Brano fornito
#####
Premessa: Mario Monicelli è un gigante. Uno che ha fatto La grande Guerra, I soliti ignoti, L'armata Brancaleone, Amici miei (tanto per citarne solo quattro,
l'elenco è lunghissimo) è al di sopra di qualunque critica. Esiste, ne siamo felici, non c'è altro da aggiungere. Quindi non toglie nulla alla sua grandezza il fatto che la sua
ultima fatica di ultranovantenne fresco come una rosa sia una ciofeca. Non è possibile definire altrimenti questa commediola che racconta le vicende del Terzo Reparto della Trentunesima Sezione Sanità accampato a Sorman, una sperduta oasi nel deserto libico.
La trama è fatta di poco e tutto già visto. C'è il comandante che parla come una macchietta e non fa altro che scrivere alla moglie lontana (che gli mette le corna col cugino). C'è il bel tenentino medico che si aggira per l'Africa con la Leica come fosse un turista. Ci sono gli arabi ricchi con la donna bellissima che ovviamente finisce seminuda davanti al tenentino. Ci sono i soliti soldati veneti che fanno i veneti delle barzellette e i soldati romani che fanno i romani delle barzellette. Ci sono i tedeschi, ovviamente sempre pronti a impiccare o fucilare chiunque faccia uno starnuto, che parlano come Sturmtruppen. C'è addirittura il generale basso, grasso e gradasso che appare e scompare in moto dando ordini idioti, dicendo cose idiote che dovrebbero essere le armi con cui il film critica la guerra, ma sono armi spuntate da una banalità di fondo che non perdona.
#####
Dati raccolti:
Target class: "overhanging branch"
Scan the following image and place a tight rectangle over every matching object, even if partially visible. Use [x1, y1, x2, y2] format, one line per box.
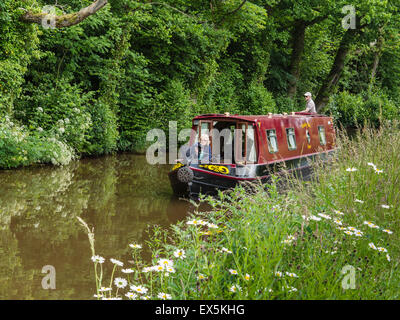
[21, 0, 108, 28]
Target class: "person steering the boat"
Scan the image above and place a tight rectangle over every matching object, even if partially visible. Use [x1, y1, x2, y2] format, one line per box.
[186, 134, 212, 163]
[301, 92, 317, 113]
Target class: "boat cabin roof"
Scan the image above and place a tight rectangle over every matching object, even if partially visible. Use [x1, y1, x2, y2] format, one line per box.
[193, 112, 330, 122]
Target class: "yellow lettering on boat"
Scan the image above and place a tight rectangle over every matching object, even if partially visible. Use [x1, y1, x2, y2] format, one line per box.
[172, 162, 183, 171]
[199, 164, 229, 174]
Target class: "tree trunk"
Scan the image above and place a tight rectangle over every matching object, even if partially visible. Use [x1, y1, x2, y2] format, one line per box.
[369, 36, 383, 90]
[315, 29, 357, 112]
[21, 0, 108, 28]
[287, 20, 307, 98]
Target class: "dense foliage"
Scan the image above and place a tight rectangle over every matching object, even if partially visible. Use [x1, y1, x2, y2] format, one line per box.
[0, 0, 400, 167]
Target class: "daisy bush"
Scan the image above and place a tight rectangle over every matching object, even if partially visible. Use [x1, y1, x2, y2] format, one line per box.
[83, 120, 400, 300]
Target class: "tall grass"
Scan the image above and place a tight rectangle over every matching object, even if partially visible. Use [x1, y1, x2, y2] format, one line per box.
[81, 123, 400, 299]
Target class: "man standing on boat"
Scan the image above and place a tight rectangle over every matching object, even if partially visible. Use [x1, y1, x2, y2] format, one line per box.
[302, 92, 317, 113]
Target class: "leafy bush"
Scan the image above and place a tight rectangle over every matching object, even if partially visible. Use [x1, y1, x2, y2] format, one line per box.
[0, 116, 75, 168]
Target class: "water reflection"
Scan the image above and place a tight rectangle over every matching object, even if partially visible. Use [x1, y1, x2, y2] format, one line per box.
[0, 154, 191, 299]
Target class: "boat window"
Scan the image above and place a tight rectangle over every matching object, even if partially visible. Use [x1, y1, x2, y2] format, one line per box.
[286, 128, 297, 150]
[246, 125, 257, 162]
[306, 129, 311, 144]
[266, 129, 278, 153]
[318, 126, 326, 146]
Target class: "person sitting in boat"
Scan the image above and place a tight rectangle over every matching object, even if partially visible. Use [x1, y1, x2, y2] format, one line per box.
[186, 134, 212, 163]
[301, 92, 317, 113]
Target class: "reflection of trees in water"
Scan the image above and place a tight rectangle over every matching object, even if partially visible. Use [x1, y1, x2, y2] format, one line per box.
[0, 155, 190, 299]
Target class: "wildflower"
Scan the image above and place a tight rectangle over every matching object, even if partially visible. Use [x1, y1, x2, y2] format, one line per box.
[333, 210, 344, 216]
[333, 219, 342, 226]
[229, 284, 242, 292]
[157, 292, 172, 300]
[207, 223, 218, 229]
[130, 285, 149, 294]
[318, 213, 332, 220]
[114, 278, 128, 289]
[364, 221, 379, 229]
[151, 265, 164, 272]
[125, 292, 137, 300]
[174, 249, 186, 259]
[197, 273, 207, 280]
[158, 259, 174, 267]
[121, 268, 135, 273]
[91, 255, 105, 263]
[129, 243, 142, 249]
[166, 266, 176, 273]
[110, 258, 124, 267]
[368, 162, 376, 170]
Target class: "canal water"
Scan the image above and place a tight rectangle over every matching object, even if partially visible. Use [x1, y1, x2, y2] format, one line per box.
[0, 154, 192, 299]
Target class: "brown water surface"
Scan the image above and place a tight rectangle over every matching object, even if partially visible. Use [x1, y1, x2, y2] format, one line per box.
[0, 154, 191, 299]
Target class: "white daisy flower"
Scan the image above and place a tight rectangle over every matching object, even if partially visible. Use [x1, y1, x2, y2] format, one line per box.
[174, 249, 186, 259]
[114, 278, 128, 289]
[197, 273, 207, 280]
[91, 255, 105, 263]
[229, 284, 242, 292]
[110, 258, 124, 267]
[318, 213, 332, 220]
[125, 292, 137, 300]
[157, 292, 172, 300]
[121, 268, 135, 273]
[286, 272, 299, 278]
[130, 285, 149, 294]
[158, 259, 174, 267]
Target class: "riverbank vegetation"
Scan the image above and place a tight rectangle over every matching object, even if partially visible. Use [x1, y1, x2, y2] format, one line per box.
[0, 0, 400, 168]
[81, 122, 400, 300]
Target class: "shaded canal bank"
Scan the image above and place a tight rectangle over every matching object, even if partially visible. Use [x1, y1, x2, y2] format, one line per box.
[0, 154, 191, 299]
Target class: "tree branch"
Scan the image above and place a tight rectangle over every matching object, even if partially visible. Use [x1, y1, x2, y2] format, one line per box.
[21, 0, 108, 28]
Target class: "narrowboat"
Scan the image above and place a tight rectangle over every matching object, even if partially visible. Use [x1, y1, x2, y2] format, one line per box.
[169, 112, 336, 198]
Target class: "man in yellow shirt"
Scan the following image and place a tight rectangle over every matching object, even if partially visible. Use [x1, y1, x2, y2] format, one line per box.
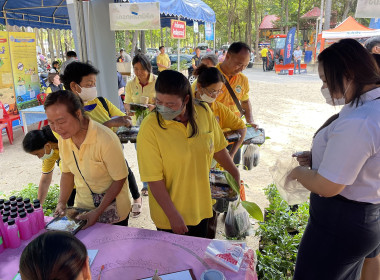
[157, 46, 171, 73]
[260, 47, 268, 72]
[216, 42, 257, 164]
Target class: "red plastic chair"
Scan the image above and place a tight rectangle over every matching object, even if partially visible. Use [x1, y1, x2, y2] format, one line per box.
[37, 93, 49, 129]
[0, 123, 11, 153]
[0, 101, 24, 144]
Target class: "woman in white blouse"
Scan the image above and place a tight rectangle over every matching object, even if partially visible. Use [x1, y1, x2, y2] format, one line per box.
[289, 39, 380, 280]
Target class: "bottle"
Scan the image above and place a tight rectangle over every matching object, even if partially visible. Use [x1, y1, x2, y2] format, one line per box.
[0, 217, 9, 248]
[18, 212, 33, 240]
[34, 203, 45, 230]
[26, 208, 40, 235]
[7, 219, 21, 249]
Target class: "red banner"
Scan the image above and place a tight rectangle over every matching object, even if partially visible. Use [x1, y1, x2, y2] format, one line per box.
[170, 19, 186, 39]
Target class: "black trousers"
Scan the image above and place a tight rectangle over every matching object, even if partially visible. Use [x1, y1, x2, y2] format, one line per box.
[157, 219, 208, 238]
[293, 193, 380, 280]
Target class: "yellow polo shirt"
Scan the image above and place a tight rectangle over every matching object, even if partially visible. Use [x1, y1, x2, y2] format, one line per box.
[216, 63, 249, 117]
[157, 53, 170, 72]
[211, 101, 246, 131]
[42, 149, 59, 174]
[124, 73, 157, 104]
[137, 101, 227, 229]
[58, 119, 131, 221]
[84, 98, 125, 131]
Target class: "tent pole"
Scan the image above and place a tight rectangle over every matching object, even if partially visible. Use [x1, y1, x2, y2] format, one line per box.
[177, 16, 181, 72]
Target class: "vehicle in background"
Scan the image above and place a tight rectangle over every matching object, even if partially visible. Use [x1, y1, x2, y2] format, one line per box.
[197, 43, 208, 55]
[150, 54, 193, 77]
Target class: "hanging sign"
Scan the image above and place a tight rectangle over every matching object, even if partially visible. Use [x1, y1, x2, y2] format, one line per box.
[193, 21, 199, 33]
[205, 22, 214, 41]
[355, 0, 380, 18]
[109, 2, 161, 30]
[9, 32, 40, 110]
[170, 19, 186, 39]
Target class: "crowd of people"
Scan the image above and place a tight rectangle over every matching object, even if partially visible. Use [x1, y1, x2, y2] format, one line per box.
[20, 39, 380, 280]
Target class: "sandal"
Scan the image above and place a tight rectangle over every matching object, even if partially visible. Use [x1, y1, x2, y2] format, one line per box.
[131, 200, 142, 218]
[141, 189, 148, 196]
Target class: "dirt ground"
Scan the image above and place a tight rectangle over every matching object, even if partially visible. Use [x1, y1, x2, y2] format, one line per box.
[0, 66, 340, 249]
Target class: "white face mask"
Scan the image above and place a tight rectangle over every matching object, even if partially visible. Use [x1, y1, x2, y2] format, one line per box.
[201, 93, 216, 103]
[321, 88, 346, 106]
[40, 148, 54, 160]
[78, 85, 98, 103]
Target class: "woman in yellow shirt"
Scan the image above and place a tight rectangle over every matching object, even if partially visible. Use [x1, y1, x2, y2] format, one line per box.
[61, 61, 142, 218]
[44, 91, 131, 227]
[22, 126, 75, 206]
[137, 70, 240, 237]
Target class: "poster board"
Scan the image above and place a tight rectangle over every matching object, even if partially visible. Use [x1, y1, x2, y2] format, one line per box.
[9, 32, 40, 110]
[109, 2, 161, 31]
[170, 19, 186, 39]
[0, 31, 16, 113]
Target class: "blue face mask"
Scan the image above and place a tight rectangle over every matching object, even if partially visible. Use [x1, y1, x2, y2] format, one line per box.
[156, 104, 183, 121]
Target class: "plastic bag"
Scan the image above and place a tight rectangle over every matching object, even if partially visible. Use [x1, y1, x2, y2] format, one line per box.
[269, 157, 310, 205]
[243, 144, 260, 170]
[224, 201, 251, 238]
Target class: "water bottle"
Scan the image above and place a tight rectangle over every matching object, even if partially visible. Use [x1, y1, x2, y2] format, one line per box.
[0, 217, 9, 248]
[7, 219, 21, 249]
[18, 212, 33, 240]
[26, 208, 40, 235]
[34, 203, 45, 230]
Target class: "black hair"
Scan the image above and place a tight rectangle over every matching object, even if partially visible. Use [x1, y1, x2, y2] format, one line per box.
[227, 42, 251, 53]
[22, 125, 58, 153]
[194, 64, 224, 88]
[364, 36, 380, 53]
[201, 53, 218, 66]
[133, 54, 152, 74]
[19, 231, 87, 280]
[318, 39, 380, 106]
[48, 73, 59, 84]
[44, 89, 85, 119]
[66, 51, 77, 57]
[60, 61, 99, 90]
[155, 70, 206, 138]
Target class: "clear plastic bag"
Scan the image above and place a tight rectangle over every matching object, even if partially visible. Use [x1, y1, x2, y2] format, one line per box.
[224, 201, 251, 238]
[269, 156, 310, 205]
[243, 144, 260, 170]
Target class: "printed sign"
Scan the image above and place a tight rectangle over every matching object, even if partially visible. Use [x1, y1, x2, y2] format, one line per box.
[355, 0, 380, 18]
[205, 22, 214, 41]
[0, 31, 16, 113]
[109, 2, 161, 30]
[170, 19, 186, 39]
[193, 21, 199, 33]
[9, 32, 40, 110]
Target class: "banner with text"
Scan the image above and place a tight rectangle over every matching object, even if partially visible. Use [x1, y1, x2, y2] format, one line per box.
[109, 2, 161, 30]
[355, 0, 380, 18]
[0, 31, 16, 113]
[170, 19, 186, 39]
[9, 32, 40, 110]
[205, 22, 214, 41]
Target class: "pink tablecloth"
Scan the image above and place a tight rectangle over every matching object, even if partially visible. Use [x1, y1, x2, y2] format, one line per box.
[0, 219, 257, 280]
#####
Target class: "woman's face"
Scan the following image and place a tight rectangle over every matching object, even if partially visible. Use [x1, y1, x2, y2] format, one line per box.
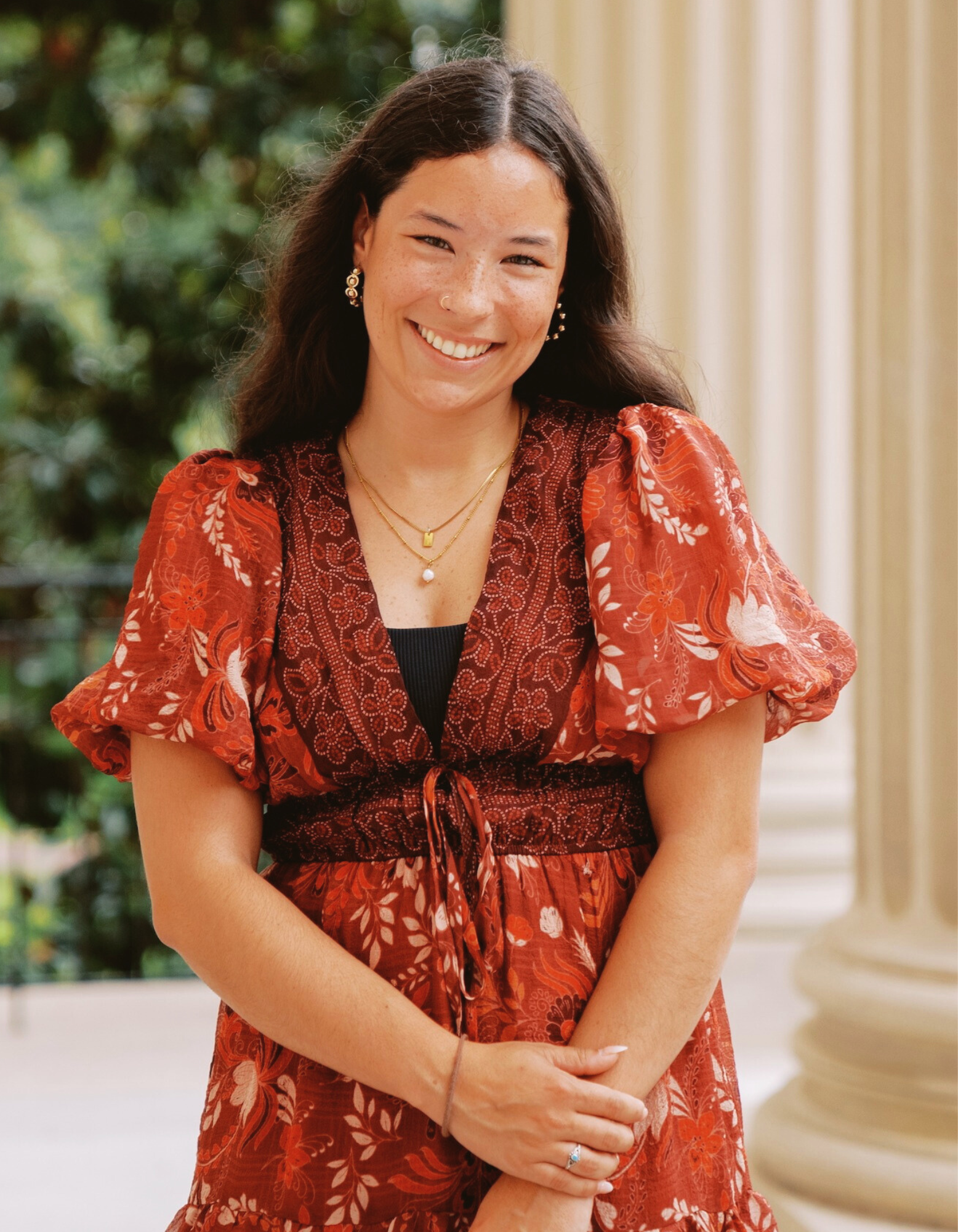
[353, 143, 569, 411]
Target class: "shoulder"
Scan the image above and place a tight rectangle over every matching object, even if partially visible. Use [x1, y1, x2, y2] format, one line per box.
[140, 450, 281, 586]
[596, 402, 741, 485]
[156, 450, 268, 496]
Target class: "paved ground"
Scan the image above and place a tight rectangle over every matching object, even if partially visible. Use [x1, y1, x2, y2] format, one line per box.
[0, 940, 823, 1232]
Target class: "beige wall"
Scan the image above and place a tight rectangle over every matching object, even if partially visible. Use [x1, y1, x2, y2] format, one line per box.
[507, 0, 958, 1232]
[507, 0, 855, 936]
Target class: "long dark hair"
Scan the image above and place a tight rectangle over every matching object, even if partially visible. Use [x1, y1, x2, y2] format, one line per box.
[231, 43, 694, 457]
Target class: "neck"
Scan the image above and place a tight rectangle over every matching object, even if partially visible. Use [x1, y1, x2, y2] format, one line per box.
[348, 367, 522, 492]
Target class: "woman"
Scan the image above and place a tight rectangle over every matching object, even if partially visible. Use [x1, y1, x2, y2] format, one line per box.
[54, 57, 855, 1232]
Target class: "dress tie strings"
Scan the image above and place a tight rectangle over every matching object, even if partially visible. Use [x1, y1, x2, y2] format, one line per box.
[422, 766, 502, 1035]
#####
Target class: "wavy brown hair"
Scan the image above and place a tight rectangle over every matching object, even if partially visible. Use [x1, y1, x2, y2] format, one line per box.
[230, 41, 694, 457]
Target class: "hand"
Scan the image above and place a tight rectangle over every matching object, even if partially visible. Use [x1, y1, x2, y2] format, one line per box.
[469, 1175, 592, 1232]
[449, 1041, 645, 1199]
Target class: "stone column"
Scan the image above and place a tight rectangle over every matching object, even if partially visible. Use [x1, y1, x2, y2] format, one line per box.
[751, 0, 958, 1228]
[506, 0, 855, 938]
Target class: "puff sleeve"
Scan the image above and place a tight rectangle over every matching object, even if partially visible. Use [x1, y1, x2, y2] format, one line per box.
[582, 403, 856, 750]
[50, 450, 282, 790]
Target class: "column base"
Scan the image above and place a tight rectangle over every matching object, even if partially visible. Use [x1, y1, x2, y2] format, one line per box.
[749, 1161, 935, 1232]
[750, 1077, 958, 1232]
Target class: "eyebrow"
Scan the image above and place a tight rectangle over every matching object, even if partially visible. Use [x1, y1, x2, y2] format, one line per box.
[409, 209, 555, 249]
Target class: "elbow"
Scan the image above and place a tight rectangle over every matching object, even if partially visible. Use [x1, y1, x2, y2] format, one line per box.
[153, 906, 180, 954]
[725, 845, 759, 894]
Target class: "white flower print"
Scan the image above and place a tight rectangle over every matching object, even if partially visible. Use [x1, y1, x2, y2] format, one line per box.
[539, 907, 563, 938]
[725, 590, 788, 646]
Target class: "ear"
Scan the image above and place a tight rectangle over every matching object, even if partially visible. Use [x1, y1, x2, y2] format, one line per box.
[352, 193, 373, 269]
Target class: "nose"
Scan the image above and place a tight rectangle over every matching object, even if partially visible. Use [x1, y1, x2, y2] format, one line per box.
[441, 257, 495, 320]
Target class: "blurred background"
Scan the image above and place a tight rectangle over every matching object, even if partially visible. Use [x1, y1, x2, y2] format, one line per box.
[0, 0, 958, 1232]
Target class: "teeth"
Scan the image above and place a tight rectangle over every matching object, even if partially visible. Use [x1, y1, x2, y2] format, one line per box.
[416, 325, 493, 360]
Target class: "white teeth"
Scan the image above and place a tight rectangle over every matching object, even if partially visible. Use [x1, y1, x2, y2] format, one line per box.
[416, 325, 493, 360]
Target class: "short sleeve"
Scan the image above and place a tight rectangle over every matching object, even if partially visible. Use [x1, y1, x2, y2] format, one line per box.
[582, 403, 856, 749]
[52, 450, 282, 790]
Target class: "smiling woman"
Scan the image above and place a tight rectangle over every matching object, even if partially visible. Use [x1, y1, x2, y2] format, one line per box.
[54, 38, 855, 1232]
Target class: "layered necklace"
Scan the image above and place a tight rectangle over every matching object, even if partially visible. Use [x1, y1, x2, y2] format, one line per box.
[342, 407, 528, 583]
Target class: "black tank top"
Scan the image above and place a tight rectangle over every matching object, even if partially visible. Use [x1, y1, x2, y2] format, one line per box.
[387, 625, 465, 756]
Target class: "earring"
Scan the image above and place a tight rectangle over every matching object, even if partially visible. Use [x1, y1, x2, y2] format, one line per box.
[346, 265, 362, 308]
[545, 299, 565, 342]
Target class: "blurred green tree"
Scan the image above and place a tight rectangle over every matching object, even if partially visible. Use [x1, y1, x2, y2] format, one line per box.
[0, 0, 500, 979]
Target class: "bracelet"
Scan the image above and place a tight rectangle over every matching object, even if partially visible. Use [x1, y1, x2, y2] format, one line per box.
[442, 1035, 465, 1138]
#####
Cosa fare
Prosegui la recensione del film di Monicelli sul reparto di sanità accampato nel deserto libico, riprendendo subito dopo l'ultima frase. Il materiale non ha alcun legame con il brano.

Esercizio svolto
Su tutti trionfa la scontata gigioneria di Michele Placido, un attore che si avvia a diventare il Gassman minore del cinema italiano (dell'immenso Vittorio ha la gigioneria che straborda da ogni ruolo, ma non ha né la cultura né il talento) nei panni di un frate anticonformista nei modi e negli abiti.
Siamo consapevoli del fatto che la commedia all'italiana è il luogo dello stereotipo, del personaggio estremizzato e della macchietta. Ci piace per questo, perché con la risata e la leggerezza sa porre quesiti importanti. Ma qui ci troviamo di fronte a un'accozzaglia di figurine mal riuscite, dalla prima all'ultima che si aggirano per le sabbie di Djerba senza riuscire mai a uscire dalla mediocrità polverosa e obsoleta. In questo senso il giudizio da cinque stelle a prescindere dato da Maurizio Porro, critico di Corsera, la dice lunga sulla distanza tra pubblico e critica.
Consiglio per chi lo vede: tenere a portata di mano una copia di
Amici miei e assumela in dose massiccia appena usciti dal cinema.